### LISTED ENTRIES
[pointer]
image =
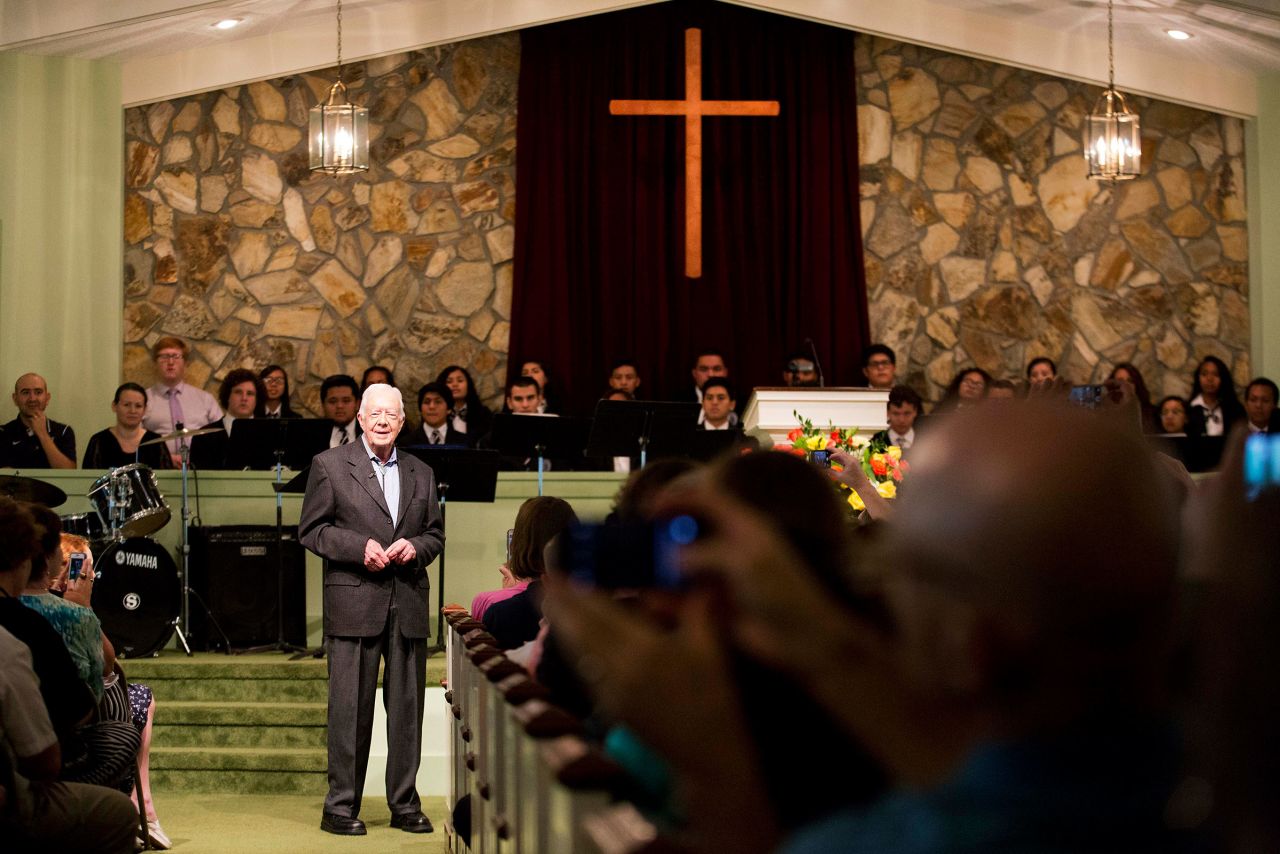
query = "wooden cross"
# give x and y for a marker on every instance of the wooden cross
(693, 108)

### GOAL OF THE EXERCISE
Copy the entries above word for word, leaving out the pictures.

### SOLUTION
[pointer]
image =
query = "wooden cross"
# give x and y for a marker on every instance of the wooden cross
(693, 108)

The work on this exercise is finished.